*LISTED RECORDS*
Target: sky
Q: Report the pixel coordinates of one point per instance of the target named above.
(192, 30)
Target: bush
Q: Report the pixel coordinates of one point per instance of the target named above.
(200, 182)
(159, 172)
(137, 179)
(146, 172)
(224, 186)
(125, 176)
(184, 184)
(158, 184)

*THE EXERCISE*
Reproduce every one of the records above, line for line, without any alteration.

*OUTPUT BELOW*
Target: sky
Q: Report the pixel coordinates of one point per instance of the target named above.
(192, 30)
Target: bush
Q: Report the pixel coordinates of one point per instance of the target named above.
(200, 182)
(159, 172)
(137, 179)
(146, 172)
(224, 186)
(125, 176)
(184, 184)
(158, 184)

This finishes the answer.